-------- DATA PROVIDED
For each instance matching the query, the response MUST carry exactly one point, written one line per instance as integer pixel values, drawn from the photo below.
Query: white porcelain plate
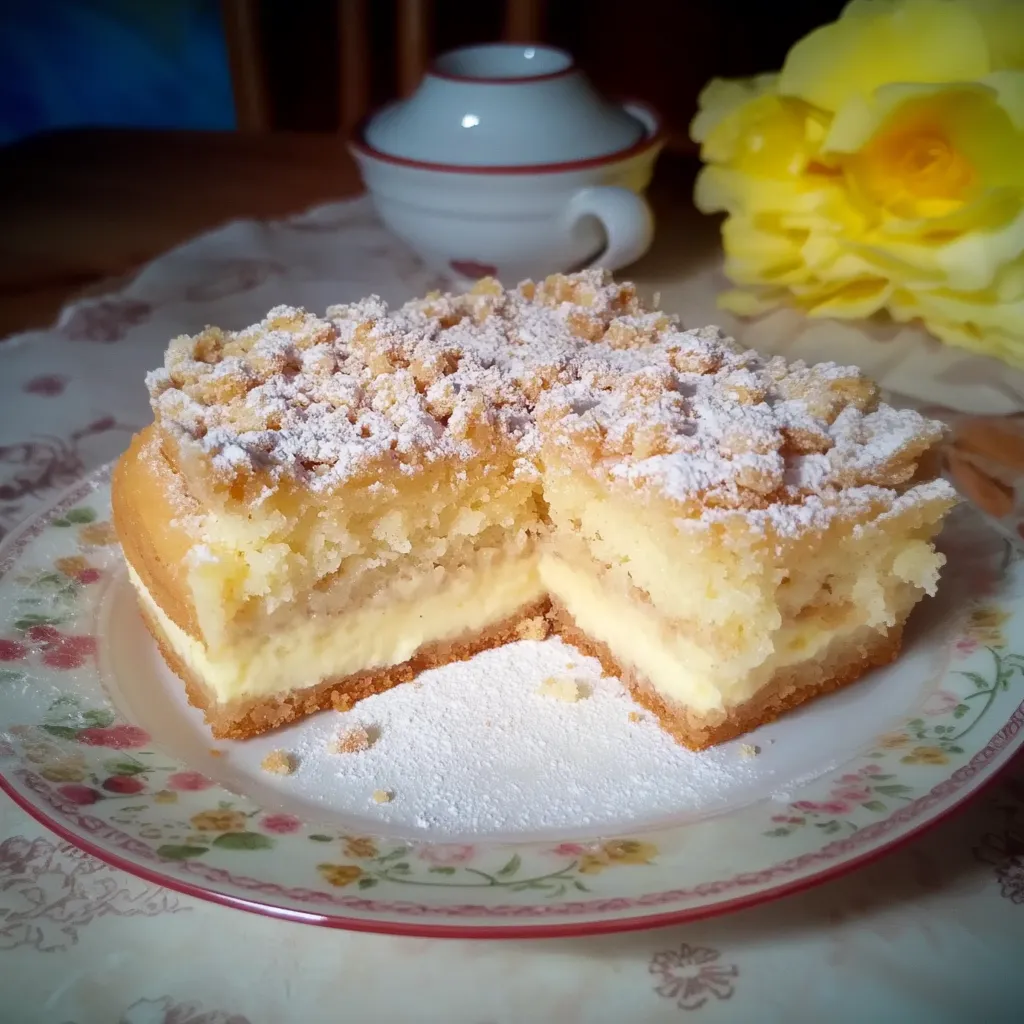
(574, 818)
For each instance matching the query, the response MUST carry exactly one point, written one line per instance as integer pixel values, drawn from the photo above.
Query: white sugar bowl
(506, 162)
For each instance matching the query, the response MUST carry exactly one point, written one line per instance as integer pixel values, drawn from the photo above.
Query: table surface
(931, 932)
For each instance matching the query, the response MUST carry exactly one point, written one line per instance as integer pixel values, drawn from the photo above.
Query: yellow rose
(875, 173)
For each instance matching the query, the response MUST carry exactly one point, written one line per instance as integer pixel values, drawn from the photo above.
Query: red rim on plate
(818, 860)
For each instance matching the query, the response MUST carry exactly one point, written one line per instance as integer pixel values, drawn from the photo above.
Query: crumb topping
(574, 363)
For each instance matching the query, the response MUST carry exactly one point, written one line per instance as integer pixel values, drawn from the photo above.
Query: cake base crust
(245, 719)
(842, 664)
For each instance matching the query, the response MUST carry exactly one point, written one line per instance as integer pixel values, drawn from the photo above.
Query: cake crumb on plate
(279, 763)
(353, 740)
(537, 628)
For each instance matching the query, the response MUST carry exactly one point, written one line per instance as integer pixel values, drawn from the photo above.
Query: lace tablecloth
(933, 931)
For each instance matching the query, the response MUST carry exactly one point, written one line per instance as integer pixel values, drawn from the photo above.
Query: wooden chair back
(523, 22)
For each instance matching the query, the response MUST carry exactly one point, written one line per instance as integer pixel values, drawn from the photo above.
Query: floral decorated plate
(484, 805)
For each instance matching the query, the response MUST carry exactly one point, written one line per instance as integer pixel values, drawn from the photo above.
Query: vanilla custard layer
(688, 673)
(372, 637)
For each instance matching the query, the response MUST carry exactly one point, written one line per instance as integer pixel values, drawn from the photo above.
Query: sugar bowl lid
(504, 105)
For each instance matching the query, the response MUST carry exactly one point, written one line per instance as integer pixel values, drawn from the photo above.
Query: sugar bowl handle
(626, 217)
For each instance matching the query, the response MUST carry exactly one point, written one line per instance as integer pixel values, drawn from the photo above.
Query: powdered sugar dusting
(574, 367)
(477, 748)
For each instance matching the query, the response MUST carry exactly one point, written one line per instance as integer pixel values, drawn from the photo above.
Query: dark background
(164, 64)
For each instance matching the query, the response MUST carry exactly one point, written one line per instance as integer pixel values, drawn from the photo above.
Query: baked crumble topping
(576, 361)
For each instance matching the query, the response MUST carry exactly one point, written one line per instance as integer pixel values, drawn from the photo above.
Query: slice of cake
(326, 507)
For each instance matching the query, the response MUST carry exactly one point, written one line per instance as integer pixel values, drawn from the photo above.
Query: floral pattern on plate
(70, 757)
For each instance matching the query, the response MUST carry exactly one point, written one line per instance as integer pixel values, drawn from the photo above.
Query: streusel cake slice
(324, 507)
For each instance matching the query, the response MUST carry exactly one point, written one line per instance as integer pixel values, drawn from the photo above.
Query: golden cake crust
(844, 663)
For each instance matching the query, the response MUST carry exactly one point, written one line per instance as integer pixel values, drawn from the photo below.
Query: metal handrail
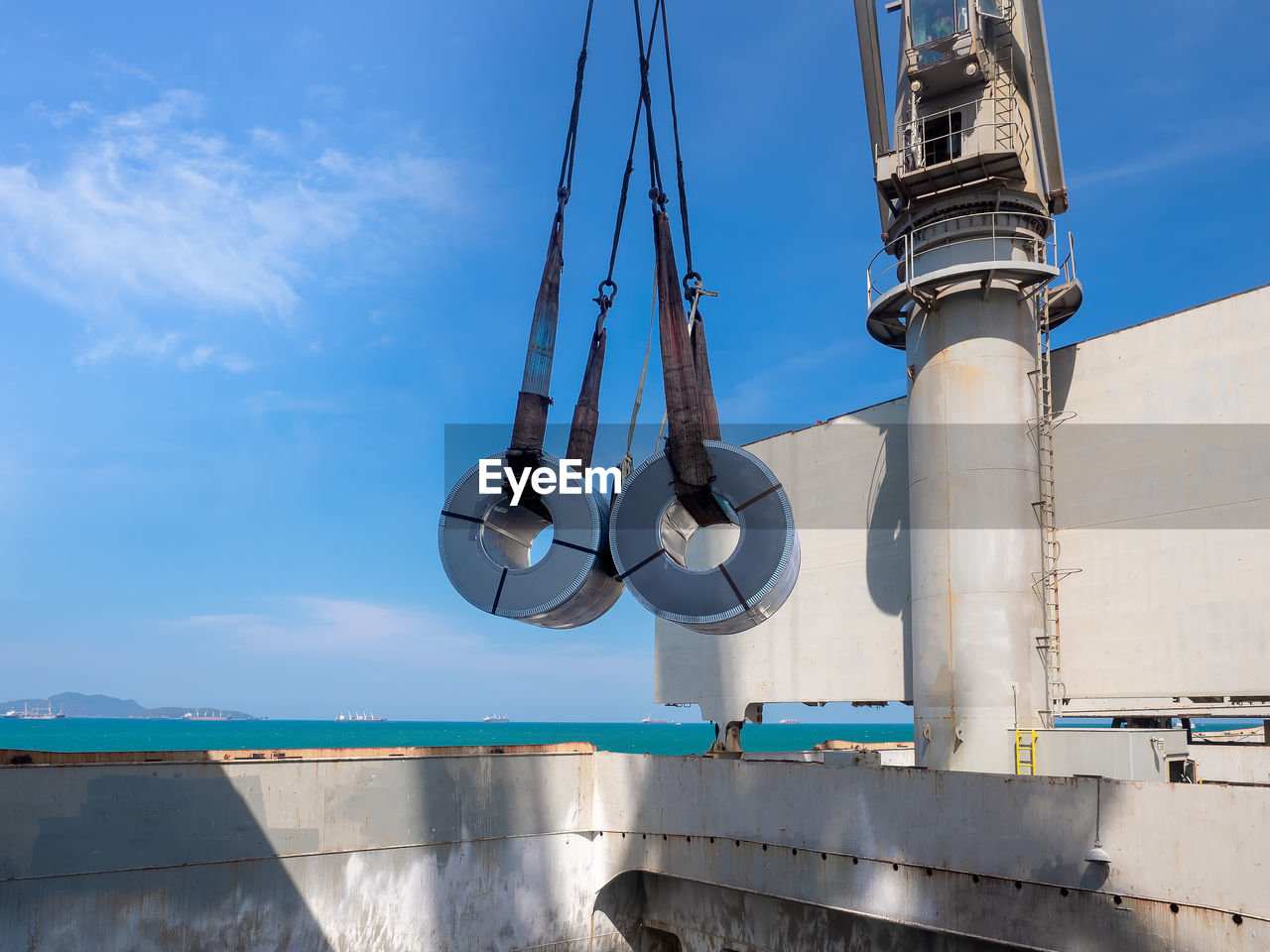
(905, 254)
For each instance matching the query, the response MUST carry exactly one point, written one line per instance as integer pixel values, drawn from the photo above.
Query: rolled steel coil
(649, 535)
(485, 544)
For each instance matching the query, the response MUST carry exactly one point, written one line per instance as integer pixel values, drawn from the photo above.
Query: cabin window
(942, 137)
(935, 19)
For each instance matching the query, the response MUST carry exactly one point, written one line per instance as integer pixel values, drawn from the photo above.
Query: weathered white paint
(1162, 502)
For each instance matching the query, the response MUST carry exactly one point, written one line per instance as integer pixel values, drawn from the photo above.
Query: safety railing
(987, 125)
(998, 236)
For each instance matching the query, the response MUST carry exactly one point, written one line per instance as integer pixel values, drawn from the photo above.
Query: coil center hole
(516, 537)
(698, 547)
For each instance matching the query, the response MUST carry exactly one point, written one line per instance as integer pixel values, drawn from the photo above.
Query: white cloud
(163, 347)
(137, 345)
(153, 207)
(405, 638)
(209, 356)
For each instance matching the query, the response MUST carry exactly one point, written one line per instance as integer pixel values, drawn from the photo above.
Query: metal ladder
(1025, 753)
(1003, 80)
(1051, 574)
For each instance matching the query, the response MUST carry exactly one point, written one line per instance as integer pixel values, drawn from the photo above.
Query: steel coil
(485, 544)
(652, 539)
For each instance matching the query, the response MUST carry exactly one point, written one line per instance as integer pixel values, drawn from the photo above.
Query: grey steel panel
(507, 852)
(1162, 484)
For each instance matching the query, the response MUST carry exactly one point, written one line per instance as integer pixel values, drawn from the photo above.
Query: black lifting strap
(684, 407)
(685, 425)
(710, 425)
(529, 428)
(585, 413)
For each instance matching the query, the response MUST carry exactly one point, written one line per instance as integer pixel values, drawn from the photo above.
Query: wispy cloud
(125, 68)
(334, 627)
(153, 207)
(163, 347)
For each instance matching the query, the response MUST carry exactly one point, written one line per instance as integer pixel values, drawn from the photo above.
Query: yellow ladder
(1025, 753)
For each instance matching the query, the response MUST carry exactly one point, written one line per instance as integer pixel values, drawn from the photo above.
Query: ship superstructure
(944, 536)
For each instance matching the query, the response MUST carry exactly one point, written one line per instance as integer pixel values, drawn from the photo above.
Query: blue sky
(254, 258)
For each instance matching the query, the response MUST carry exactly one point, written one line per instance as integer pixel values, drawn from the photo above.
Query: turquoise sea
(689, 738)
(153, 734)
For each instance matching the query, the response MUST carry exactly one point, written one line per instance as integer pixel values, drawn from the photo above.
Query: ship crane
(968, 284)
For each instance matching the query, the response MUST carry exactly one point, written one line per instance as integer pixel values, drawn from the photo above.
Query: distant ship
(26, 714)
(204, 716)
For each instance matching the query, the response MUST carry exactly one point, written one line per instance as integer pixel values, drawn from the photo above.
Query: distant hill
(75, 705)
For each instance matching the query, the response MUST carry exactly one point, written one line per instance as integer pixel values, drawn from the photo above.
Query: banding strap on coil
(486, 551)
(684, 445)
(710, 584)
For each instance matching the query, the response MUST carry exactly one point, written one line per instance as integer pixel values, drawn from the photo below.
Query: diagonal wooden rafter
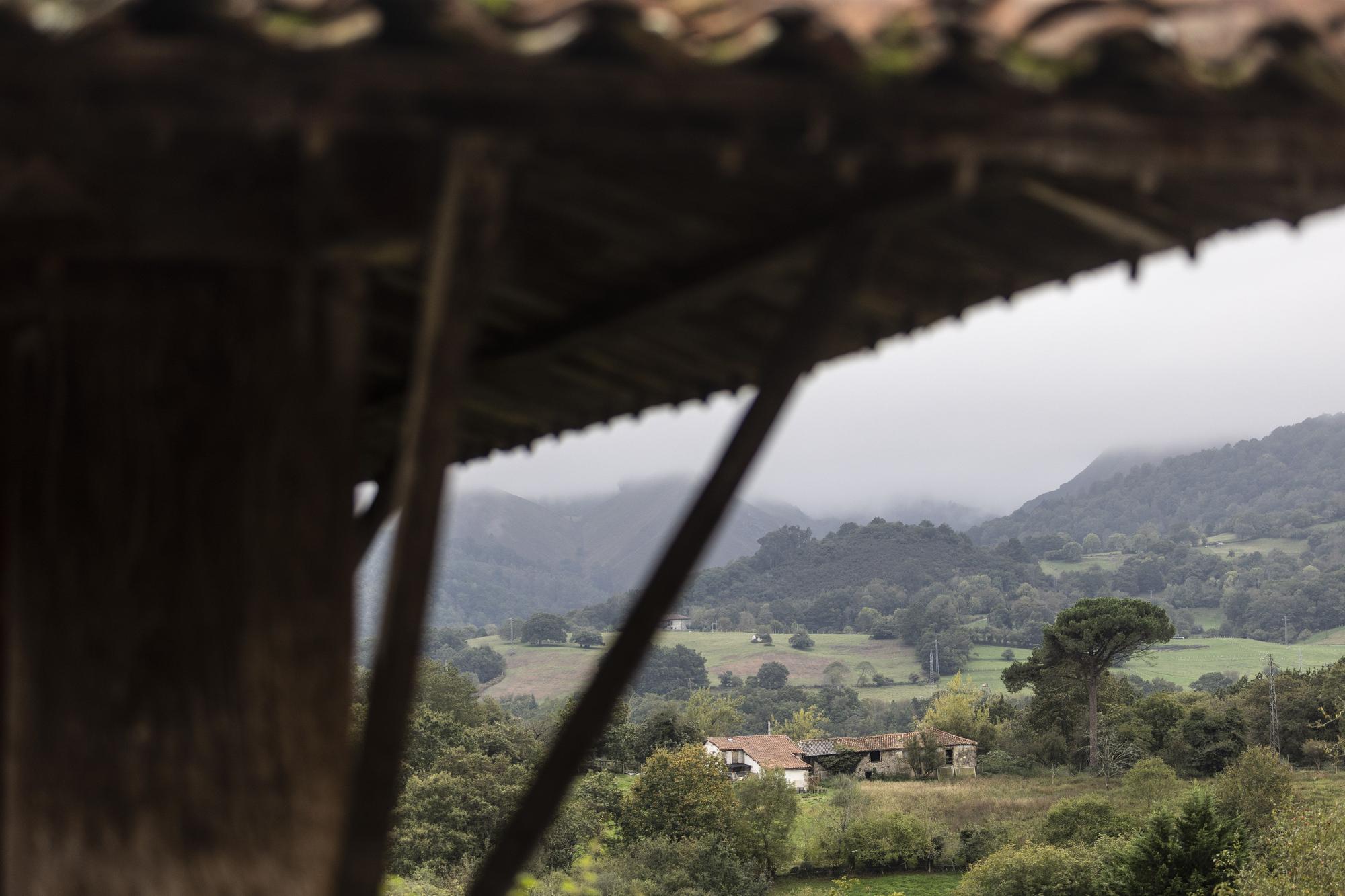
(840, 271)
(466, 233)
(1116, 225)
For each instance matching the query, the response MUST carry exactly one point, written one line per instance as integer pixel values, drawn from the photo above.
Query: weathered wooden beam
(176, 460)
(1113, 224)
(840, 271)
(466, 235)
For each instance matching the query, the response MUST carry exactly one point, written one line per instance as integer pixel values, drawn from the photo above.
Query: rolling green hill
(559, 670)
(1260, 487)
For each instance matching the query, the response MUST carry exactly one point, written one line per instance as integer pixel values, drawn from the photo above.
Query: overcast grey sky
(1016, 399)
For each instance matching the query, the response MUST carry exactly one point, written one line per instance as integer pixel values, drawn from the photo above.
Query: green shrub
(978, 841)
(1253, 787)
(872, 841)
(1151, 780)
(1035, 869)
(1178, 853)
(1083, 821)
(1301, 853)
(695, 865)
(891, 840)
(602, 792)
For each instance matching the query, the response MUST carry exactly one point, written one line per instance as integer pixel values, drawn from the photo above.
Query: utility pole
(1274, 705)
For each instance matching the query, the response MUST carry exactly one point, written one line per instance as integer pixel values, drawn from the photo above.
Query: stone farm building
(675, 623)
(751, 754)
(886, 755)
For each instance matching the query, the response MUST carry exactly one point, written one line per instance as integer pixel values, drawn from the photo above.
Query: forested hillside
(505, 556)
(1274, 486)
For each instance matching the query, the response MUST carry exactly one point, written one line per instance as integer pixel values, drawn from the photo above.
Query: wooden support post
(461, 248)
(177, 451)
(840, 271)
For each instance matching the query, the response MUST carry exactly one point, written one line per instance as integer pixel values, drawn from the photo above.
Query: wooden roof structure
(677, 161)
(258, 251)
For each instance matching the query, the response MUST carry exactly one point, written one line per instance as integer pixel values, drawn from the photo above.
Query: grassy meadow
(1112, 560)
(563, 669)
(1013, 805)
(1330, 637)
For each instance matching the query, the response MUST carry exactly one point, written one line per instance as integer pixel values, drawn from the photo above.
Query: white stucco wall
(797, 776)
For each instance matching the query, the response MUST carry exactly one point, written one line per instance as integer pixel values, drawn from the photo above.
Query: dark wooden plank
(841, 270)
(465, 237)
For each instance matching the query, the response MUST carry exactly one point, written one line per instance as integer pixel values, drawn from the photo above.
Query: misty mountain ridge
(1256, 487)
(509, 556)
(506, 556)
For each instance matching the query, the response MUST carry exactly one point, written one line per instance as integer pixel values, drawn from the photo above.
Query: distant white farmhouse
(675, 623)
(751, 754)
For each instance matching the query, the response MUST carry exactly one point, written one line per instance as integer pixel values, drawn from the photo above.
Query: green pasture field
(1330, 637)
(1108, 561)
(1253, 545)
(1208, 618)
(1186, 661)
(563, 669)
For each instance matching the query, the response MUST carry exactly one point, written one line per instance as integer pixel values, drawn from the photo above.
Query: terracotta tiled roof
(1043, 42)
(902, 740)
(770, 751)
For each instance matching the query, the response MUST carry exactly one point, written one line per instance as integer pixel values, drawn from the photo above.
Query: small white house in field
(675, 623)
(755, 752)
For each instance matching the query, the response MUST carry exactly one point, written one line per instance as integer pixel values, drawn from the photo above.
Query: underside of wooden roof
(673, 166)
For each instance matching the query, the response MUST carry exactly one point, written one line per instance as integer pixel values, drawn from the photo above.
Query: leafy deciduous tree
(767, 809)
(544, 627)
(683, 792)
(1087, 639)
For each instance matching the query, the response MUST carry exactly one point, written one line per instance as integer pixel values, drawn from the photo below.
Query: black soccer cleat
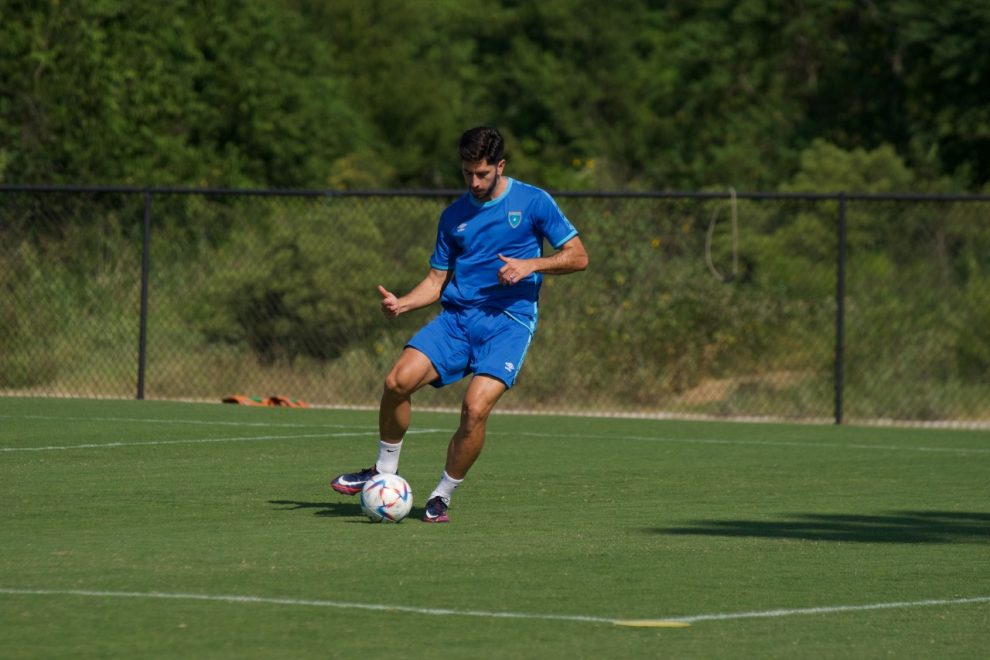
(436, 510)
(351, 483)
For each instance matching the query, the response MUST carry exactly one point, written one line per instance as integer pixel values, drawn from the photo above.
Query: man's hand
(514, 270)
(390, 303)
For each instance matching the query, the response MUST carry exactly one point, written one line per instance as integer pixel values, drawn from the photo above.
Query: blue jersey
(472, 234)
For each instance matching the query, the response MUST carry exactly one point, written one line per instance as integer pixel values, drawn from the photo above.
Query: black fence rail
(823, 307)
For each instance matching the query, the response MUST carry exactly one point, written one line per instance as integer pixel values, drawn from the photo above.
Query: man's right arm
(423, 294)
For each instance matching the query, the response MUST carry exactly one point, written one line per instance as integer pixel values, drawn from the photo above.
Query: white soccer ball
(386, 498)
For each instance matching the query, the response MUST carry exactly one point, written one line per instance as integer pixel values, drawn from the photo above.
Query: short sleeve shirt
(471, 235)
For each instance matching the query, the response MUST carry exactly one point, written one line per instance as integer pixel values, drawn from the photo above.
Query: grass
(117, 513)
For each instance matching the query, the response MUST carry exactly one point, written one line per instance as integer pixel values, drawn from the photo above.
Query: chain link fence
(800, 307)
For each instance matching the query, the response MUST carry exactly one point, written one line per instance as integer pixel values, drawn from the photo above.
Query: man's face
(482, 178)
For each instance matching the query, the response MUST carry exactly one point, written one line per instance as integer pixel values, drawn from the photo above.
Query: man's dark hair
(482, 143)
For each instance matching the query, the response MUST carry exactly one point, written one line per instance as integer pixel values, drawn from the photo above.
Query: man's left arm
(570, 258)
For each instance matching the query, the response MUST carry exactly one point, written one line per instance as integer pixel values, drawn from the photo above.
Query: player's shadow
(894, 527)
(326, 509)
(332, 509)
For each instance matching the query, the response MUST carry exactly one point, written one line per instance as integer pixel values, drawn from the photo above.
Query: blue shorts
(474, 341)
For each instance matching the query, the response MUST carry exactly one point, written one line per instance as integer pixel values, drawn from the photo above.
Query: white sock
(388, 456)
(445, 489)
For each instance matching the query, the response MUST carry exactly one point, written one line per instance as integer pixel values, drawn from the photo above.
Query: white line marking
(433, 611)
(145, 420)
(200, 441)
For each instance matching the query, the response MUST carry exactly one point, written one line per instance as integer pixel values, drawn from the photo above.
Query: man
(486, 270)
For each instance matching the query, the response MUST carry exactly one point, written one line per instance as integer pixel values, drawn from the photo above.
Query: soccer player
(486, 271)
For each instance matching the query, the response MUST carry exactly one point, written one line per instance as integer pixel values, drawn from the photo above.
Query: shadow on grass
(332, 509)
(329, 509)
(895, 527)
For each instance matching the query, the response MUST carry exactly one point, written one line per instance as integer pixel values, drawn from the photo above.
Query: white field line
(199, 441)
(433, 611)
(146, 420)
(571, 436)
(811, 444)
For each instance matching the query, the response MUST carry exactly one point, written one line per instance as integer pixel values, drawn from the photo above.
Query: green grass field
(153, 529)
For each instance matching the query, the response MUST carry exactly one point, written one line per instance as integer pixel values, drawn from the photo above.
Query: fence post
(145, 268)
(840, 309)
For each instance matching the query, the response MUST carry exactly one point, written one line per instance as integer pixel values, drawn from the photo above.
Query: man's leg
(465, 447)
(466, 444)
(410, 372)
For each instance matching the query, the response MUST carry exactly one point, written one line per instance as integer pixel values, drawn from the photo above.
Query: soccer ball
(386, 498)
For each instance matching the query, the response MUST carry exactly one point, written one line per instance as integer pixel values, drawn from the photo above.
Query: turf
(160, 529)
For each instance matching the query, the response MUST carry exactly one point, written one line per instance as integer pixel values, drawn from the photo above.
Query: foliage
(369, 93)
(296, 293)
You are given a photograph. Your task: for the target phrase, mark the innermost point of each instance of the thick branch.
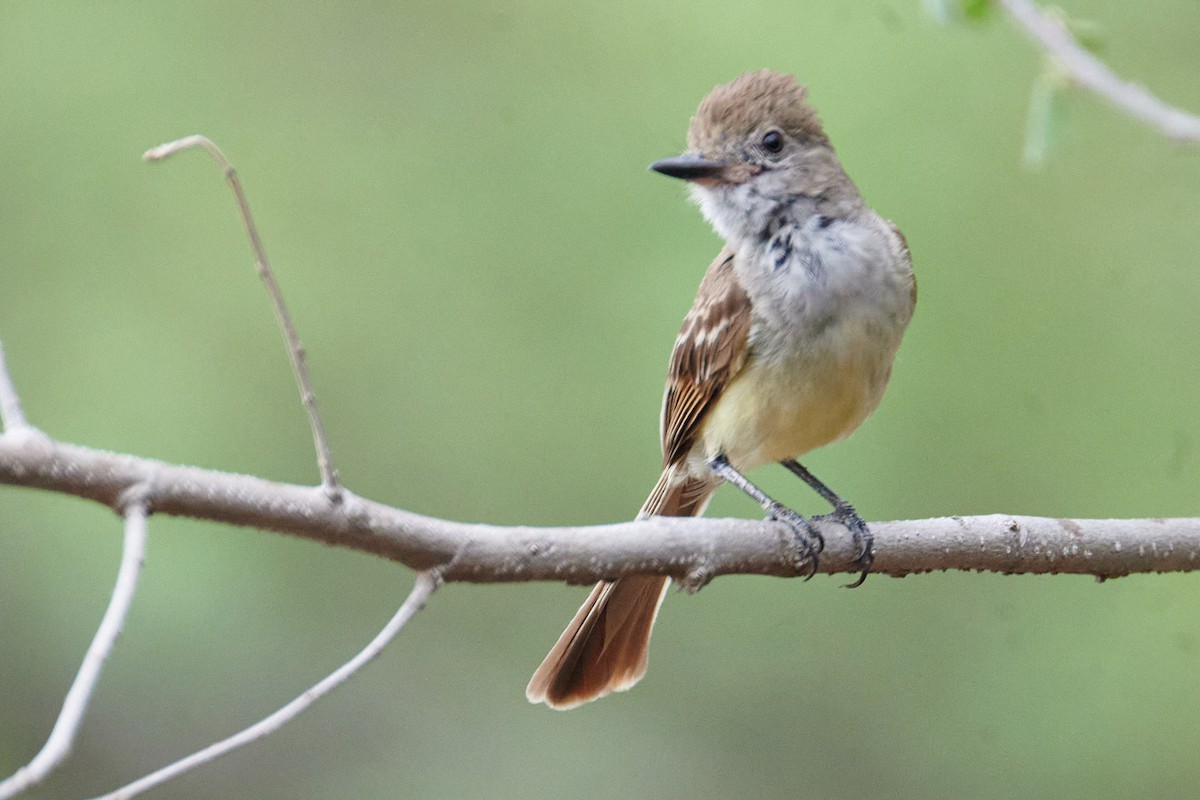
(693, 551)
----------------
--- TO DO ---
Copy exactly the lines that run from the line containing "Query: soccer player" to the end of the data, keeping both end lines and dropping every picture.

--- ANSWER BOX ---
Query: soccer player
(486, 271)
For each instance matching the query, the response MUST carry exactly one point, written one line per instance as integer pixel values, drawn from the photo above.
Query: shadow on grass
(332, 509)
(329, 509)
(895, 527)
For each instance matching the query, the response MUST carry exactly one point, written one line per instance as integer pixel values, drawn from the photo above.
Query: white field line
(199, 441)
(433, 611)
(146, 420)
(571, 436)
(811, 444)
For each instance matching the query, the response MUST carry exactly one point, written one line per instance as integer pixel values, drawn from the photo above.
Query: green grass field
(153, 529)
For each instance matching the query, the response MUST carry exactly one point, written one line per instance as integer pixel values, drawn from the photo above.
Query: fence post
(145, 268)
(840, 309)
For each instance matching the query, the response MUST carry exactly one point, written one line per instance as integer pixel values, drawn from the photo above.
Query: man's leg
(465, 447)
(466, 444)
(410, 372)
For each instance matching the query, the response MUST carry exactly one point, written one line per instance as integer pixel values, drawn from the photo above.
Query: soccer ball
(386, 498)
For each instance matching the query, the response MUST carry exactly one point, written one line per instance as integer pixel values, drawn from the photo above.
Query: turf
(160, 529)
For each instance matching the query, the response MUST carry exactly one point, written one line per instance as integer pixel values, drawn from the photo above.
Query: foliage
(369, 93)
(296, 293)
You are given a photograph. Your task: for the target phrase, mark the innermost point of each instance of the thick branch.
(693, 551)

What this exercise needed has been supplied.